Output exactly the lines from the line with "Q: Locate the white t-shirt" through the end of the records below. Include nothing else.

# # # # # # #

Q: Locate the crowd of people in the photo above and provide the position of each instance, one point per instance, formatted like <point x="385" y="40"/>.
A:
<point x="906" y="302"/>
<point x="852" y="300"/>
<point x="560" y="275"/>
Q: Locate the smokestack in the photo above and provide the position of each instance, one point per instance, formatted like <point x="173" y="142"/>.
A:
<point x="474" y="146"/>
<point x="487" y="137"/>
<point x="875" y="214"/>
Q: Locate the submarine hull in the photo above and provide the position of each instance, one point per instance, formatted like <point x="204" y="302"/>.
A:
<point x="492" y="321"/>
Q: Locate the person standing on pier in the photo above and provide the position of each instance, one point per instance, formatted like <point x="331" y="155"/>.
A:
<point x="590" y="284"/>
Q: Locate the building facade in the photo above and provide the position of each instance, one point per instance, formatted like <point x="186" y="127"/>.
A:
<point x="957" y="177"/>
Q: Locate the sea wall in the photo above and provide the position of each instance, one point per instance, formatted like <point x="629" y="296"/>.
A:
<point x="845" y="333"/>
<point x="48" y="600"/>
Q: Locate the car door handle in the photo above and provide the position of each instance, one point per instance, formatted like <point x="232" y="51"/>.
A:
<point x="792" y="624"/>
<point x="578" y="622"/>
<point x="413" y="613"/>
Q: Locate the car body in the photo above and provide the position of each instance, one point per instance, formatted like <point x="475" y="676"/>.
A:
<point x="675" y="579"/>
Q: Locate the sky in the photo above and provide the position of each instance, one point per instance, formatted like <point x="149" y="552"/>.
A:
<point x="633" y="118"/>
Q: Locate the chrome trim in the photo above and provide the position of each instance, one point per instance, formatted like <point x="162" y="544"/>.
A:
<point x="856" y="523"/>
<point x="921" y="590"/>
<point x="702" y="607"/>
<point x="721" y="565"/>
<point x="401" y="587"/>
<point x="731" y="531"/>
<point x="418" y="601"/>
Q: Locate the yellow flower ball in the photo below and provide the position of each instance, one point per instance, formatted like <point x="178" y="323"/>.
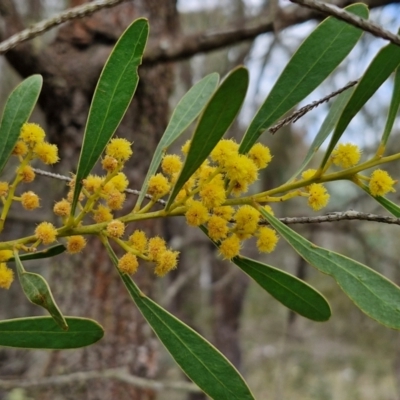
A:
<point x="46" y="232"/>
<point x="381" y="183"/>
<point x="6" y="276"/>
<point x="30" y="200"/>
<point x="75" y="244"/>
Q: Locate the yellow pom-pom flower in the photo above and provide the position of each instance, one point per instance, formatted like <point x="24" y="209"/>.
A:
<point x="27" y="174"/>
<point x="102" y="214"/>
<point x="62" y="208"/>
<point x="155" y="247"/>
<point x="46" y="232"/>
<point x="46" y="152"/>
<point x="381" y="183"/>
<point x="120" y="149"/>
<point x="166" y="261"/>
<point x="346" y="155"/>
<point x="196" y="214"/>
<point x="230" y="247"/>
<point x="260" y="155"/>
<point x="158" y="186"/>
<point x="318" y="196"/>
<point x="138" y="240"/>
<point x="171" y="164"/>
<point x="116" y="228"/>
<point x="75" y="244"/>
<point x="128" y="264"/>
<point x="32" y="134"/>
<point x="5" y="255"/>
<point x="6" y="276"/>
<point x="3" y="188"/>
<point x="247" y="219"/>
<point x="267" y="239"/>
<point x="30" y="200"/>
<point x="217" y="227"/>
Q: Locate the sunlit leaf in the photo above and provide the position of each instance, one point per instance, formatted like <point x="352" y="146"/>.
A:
<point x="291" y="291"/>
<point x="113" y="94"/>
<point x="215" y="120"/>
<point x="314" y="60"/>
<point x="44" y="333"/>
<point x="187" y="110"/>
<point x="375" y="295"/>
<point x="16" y="112"/>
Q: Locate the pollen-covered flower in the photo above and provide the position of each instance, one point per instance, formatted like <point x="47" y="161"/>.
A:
<point x="224" y="150"/>
<point x="75" y="244"/>
<point x="116" y="228"/>
<point x="213" y="193"/>
<point x="46" y="232"/>
<point x="3" y="188"/>
<point x="267" y="239"/>
<point x="120" y="181"/>
<point x="171" y="164"/>
<point x="120" y="149"/>
<point x="62" y="208"/>
<point x="102" y="214"/>
<point x="158" y="186"/>
<point x="166" y="261"/>
<point x="128" y="264"/>
<point x="46" y="152"/>
<point x="346" y="155"/>
<point x="29" y="200"/>
<point x="318" y="196"/>
<point x="196" y="214"/>
<point x="247" y="219"/>
<point x="241" y="168"/>
<point x="260" y="155"/>
<point x="381" y="183"/>
<point x="155" y="247"/>
<point x="32" y="134"/>
<point x="5" y="255"/>
<point x="230" y="247"/>
<point x="6" y="276"/>
<point x="20" y="148"/>
<point x="27" y="174"/>
<point x="138" y="240"/>
<point x="217" y="227"/>
<point x="109" y="163"/>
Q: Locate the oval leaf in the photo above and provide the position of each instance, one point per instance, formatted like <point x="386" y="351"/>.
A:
<point x="17" y="111"/>
<point x="291" y="291"/>
<point x="38" y="292"/>
<point x="315" y="59"/>
<point x="378" y="71"/>
<point x="370" y="291"/>
<point x="199" y="360"/>
<point x="217" y="117"/>
<point x="187" y="110"/>
<point x="44" y="333"/>
<point x="113" y="94"/>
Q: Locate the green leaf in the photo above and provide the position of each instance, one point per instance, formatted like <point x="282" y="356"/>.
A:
<point x="199" y="360"/>
<point x="217" y="117"/>
<point x="393" y="109"/>
<point x="16" y="112"/>
<point x="113" y="94"/>
<point x="44" y="333"/>
<point x="38" y="292"/>
<point x="375" y="295"/>
<point x="380" y="68"/>
<point x="315" y="59"/>
<point x="291" y="291"/>
<point x="326" y="128"/>
<point x="187" y="110"/>
<point x="46" y="253"/>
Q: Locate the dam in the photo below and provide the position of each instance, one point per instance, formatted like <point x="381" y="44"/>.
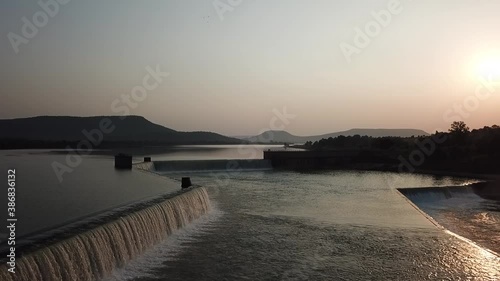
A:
<point x="95" y="253"/>
<point x="265" y="223"/>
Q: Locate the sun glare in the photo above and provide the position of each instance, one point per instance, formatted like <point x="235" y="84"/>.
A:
<point x="489" y="66"/>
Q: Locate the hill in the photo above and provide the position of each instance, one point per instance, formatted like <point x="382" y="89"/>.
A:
<point x="127" y="129"/>
<point x="283" y="136"/>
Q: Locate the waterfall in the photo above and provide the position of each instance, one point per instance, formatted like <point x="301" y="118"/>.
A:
<point x="94" y="254"/>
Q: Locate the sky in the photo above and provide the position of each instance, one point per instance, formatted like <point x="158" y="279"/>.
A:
<point x="233" y="64"/>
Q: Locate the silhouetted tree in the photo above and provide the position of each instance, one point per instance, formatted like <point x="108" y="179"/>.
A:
<point x="459" y="127"/>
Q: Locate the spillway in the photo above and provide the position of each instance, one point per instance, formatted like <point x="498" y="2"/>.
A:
<point x="95" y="253"/>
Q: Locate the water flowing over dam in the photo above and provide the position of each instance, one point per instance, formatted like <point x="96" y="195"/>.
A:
<point x="94" y="254"/>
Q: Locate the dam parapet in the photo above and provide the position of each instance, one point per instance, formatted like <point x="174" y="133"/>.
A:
<point x="307" y="159"/>
<point x="183" y="166"/>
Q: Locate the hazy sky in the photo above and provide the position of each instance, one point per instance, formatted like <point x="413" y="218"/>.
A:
<point x="230" y="68"/>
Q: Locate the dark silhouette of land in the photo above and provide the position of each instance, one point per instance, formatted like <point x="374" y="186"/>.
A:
<point x="459" y="151"/>
<point x="115" y="131"/>
<point x="286" y="137"/>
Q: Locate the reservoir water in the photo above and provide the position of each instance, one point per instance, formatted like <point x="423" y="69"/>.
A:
<point x="263" y="225"/>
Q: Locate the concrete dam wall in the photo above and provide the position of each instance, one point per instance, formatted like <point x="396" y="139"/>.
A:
<point x="209" y="165"/>
<point x="95" y="253"/>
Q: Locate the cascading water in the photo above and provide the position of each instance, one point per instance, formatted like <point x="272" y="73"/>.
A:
<point x="94" y="254"/>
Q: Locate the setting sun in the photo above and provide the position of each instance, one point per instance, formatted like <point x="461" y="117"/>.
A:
<point x="488" y="65"/>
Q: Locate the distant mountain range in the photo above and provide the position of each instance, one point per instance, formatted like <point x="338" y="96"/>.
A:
<point x="43" y="130"/>
<point x="284" y="136"/>
<point x="126" y="129"/>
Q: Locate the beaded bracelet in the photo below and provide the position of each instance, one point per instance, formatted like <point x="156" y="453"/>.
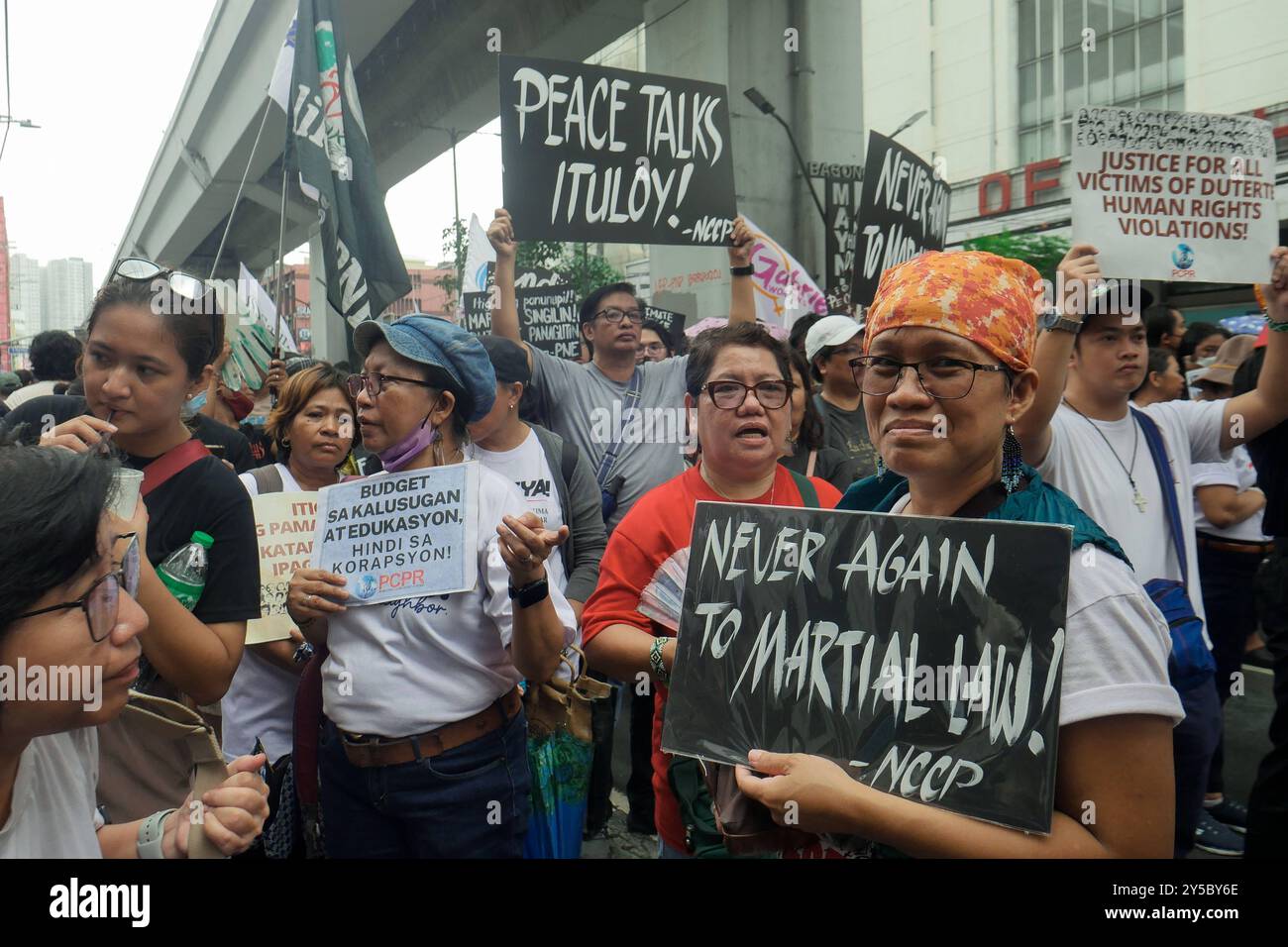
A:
<point x="655" y="660"/>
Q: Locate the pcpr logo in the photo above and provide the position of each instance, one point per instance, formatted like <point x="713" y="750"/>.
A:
<point x="365" y="586"/>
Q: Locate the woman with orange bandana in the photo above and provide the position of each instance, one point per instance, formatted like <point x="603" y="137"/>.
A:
<point x="949" y="342"/>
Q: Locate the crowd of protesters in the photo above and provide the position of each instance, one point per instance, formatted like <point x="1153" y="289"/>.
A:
<point x="400" y="731"/>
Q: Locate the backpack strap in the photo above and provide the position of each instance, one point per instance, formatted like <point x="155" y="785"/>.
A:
<point x="268" y="479"/>
<point x="568" y="463"/>
<point x="172" y="462"/>
<point x="809" y="495"/>
<point x="1163" y="468"/>
<point x="629" y="402"/>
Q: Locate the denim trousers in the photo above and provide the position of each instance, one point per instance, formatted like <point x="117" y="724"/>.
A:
<point x="1232" y="615"/>
<point x="471" y="801"/>
<point x="1267" y="802"/>
<point x="1194" y="740"/>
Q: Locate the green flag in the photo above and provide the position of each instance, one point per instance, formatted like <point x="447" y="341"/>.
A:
<point x="327" y="144"/>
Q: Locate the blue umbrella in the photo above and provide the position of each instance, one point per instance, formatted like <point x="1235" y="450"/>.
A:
<point x="1244" y="325"/>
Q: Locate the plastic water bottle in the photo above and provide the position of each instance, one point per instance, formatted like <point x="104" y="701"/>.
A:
<point x="184" y="571"/>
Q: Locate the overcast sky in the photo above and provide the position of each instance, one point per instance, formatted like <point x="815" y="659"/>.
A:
<point x="102" y="80"/>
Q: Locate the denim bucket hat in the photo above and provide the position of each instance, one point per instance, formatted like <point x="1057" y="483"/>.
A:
<point x="445" y="346"/>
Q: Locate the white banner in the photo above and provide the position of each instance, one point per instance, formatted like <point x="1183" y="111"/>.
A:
<point x="1179" y="196"/>
<point x="478" y="254"/>
<point x="785" y="290"/>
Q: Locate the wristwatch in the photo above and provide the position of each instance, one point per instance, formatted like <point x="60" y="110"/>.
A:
<point x="531" y="594"/>
<point x="1052" y="321"/>
<point x="151" y="832"/>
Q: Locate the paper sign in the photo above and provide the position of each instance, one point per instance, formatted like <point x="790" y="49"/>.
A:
<point x="403" y="535"/>
<point x="1175" y="195"/>
<point x="922" y="655"/>
<point x="283" y="531"/>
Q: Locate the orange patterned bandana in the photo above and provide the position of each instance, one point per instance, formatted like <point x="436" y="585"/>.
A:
<point x="990" y="299"/>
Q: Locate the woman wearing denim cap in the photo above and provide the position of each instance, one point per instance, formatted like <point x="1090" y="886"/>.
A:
<point x="965" y="324"/>
<point x="424" y="748"/>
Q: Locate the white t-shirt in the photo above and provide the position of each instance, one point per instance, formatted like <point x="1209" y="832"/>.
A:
<point x="1116" y="643"/>
<point x="1239" y="474"/>
<point x="54" y="813"/>
<point x="408" y="667"/>
<point x="527" y="468"/>
<point x="1083" y="467"/>
<point x="34" y="390"/>
<point x="261" y="702"/>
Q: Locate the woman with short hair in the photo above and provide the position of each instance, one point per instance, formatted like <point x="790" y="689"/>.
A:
<point x="739" y="397"/>
<point x="424" y="753"/>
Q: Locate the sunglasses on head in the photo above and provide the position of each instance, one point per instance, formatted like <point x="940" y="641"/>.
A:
<point x="183" y="285"/>
<point x="102" y="600"/>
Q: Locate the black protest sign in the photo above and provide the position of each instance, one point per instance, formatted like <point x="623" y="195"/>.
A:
<point x="674" y="321"/>
<point x="922" y="655"/>
<point x="903" y="210"/>
<point x="477" y="312"/>
<point x="539" y="275"/>
<point x="601" y="155"/>
<point x="840" y="206"/>
<point x="548" y="320"/>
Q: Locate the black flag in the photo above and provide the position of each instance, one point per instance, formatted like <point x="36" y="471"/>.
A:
<point x="327" y="144"/>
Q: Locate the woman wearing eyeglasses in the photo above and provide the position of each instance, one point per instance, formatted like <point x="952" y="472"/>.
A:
<point x="655" y="343"/>
<point x="424" y="753"/>
<point x="945" y="372"/>
<point x="153" y="337"/>
<point x="68" y="579"/>
<point x="738" y="390"/>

# # # # # # #

-- Result for this task --
Q: Locate the white t-shirt in the photo above and provide the position of each instance, one point per instance, formatted like <point x="1209" y="832"/>.
A:
<point x="1116" y="643"/>
<point x="1239" y="474"/>
<point x="54" y="813"/>
<point x="408" y="667"/>
<point x="527" y="468"/>
<point x="1083" y="467"/>
<point x="34" y="390"/>
<point x="261" y="702"/>
Q: Locate the woman with short hair in the photo above and provide the position of each instance, one point per instance, formatted like <point x="790" y="689"/>.
A:
<point x="739" y="397"/>
<point x="424" y="753"/>
Q: Locate the sunglasses on head in the photo above and provide the position of each instance, one point per instance, formatted like <point x="940" y="641"/>.
A:
<point x="183" y="285"/>
<point x="102" y="600"/>
Q: Locate the black protest sign in the photo above and provide the position of each instance, one point per instance, formatted like <point x="623" y="195"/>.
A:
<point x="674" y="321"/>
<point x="922" y="655"/>
<point x="903" y="210"/>
<point x="477" y="312"/>
<point x="539" y="275"/>
<point x="601" y="155"/>
<point x="840" y="206"/>
<point x="548" y="320"/>
Q: Locate the black flag in the photo above and provide the position of each instance, one point per instance, formatted like <point x="36" y="471"/>.
A:
<point x="327" y="144"/>
Q: Locate the woman wearing eyeglasses in the photo above and provide the position of each instance, one point per instance, formatted like <point x="952" y="472"/>.
A:
<point x="655" y="343"/>
<point x="424" y="753"/>
<point x="945" y="372"/>
<point x="153" y="337"/>
<point x="68" y="579"/>
<point x="738" y="390"/>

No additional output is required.